[Supplied information Boundary: Start]

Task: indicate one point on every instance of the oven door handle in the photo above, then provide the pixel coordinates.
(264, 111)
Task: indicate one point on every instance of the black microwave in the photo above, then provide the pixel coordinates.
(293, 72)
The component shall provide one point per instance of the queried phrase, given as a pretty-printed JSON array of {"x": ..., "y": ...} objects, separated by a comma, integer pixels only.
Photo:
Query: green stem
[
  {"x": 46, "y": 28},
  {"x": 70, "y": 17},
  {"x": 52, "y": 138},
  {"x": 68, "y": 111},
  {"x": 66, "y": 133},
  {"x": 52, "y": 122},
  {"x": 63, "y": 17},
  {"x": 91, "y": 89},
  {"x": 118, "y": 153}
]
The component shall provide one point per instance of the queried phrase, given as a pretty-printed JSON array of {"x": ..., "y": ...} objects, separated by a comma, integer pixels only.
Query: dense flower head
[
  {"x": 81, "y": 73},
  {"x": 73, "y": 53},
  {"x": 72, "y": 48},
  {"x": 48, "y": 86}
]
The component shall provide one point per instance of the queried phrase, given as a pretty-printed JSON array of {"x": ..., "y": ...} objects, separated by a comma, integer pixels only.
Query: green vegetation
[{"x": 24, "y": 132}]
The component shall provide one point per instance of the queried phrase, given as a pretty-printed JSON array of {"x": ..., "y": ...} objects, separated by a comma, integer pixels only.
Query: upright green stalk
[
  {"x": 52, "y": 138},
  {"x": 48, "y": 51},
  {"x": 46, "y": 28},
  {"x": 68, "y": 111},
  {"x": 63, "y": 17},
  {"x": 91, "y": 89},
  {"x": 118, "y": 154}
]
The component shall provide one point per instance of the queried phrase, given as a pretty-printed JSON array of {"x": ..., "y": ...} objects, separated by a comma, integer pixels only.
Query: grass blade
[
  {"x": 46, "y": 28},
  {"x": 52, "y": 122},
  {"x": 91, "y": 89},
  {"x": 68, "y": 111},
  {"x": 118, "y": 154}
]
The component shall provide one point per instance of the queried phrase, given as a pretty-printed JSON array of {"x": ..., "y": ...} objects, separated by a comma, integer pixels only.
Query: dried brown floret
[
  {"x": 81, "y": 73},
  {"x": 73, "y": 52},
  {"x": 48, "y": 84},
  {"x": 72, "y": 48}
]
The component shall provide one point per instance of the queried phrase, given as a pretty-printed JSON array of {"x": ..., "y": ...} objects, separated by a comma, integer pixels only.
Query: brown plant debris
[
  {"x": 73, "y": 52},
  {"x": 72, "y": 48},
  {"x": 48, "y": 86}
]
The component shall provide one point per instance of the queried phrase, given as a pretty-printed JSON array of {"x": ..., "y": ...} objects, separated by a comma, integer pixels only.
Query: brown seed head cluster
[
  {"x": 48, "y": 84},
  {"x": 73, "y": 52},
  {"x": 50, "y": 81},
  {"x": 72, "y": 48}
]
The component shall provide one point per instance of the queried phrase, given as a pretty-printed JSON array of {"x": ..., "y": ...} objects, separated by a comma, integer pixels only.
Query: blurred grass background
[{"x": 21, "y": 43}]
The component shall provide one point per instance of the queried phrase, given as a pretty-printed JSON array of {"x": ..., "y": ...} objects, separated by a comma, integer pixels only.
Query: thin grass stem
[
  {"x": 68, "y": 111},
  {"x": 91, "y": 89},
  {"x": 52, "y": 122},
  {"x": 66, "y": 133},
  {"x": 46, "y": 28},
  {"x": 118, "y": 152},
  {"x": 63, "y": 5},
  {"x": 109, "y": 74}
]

[Supplied information Boundary: End]

> _Work instruction_: Please reproduce each line above exactly as written.

> _The completed task_:
Task: indicate one point on every instance of the oven door handle in the photo above, then provide the pixel coordinates.
(264, 111)
Task: indicate one point on every instance of the black microwave in the photo above, then provide the pixel coordinates.
(293, 72)
The component shall provide one point per instance of the queried phrase, given as a pretty-printed JSON array of {"x": ..., "y": ...} objects, separated by a comma, integer pixels only.
Photo:
Query: green stem
[
  {"x": 46, "y": 28},
  {"x": 70, "y": 17},
  {"x": 52, "y": 138},
  {"x": 68, "y": 111},
  {"x": 66, "y": 133},
  {"x": 52, "y": 122},
  {"x": 63, "y": 17},
  {"x": 91, "y": 89},
  {"x": 118, "y": 153}
]
The component shall provide one point per instance of the queried phrase, given as a pretty-printed JSON array of {"x": ..., "y": ...} objects, separated by a comma, integer pixels only.
Query: dense flower head
[
  {"x": 81, "y": 73},
  {"x": 73, "y": 53},
  {"x": 72, "y": 48},
  {"x": 48, "y": 86}
]
The component shall provide one point per instance of the queried phrase, given as a pretty-printed JSON array of {"x": ..., "y": ...} objects, separated by a comma, integer pixels only.
Query: green vegetation
[{"x": 24, "y": 132}]
The component shall provide one point per instance of the queried phrase, given as a pretty-printed JSON array of {"x": ..., "y": ...} objects, separated by a comma, integer pixels only.
Query: upright green stalk
[
  {"x": 52, "y": 138},
  {"x": 48, "y": 51},
  {"x": 46, "y": 28},
  {"x": 68, "y": 111},
  {"x": 63, "y": 17},
  {"x": 91, "y": 89},
  {"x": 118, "y": 154}
]
The component shall provide one point per instance of the queried phrase, given as a pretty-printed JSON array of {"x": ..., "y": ...} objects, separated by a comma, integer pixels only.
Query: grass blade
[
  {"x": 46, "y": 28},
  {"x": 52, "y": 122},
  {"x": 91, "y": 89},
  {"x": 68, "y": 111},
  {"x": 118, "y": 154}
]
The component shall provide one point per instance of the queried phrase, given as a pretty-printed JSON array of {"x": ..., "y": ...} objects, separated by a comma, integer pixels only.
Query: dried brown floret
[
  {"x": 81, "y": 73},
  {"x": 73, "y": 52},
  {"x": 48, "y": 84},
  {"x": 72, "y": 48}
]
The component shall provide one point per instance of the queried phrase, given as a pretty-printed JSON array of {"x": ..., "y": ...} objects, separated by a comma, integer pixels only.
Query: brown plant debris
[
  {"x": 73, "y": 52},
  {"x": 72, "y": 48},
  {"x": 48, "y": 86}
]
The component shall provide one point per instance of the queried phrase, given as a pretty-printed JSON array of {"x": ..., "y": ...} objects, separated by a comma, integer pixels only.
Query: brown seed head cluster
[
  {"x": 48, "y": 84},
  {"x": 73, "y": 52},
  {"x": 50, "y": 81},
  {"x": 72, "y": 48}
]
The component shall provide one point per instance of the queried phrase, given as a pretty-printed JSON array of {"x": ..., "y": ...} objects, separated by a comma, integer pixels only.
Query: blurred grass background
[{"x": 21, "y": 43}]
The component shall provide one point per instance of the queried phrase, given as a pretty-printed JSON array of {"x": ..., "y": ...} objects, separated by a comma, integer pixels only.
Query: thin grass stem
[
  {"x": 68, "y": 111},
  {"x": 91, "y": 89},
  {"x": 52, "y": 122},
  {"x": 66, "y": 133},
  {"x": 46, "y": 28},
  {"x": 118, "y": 152},
  {"x": 63, "y": 5},
  {"x": 109, "y": 74}
]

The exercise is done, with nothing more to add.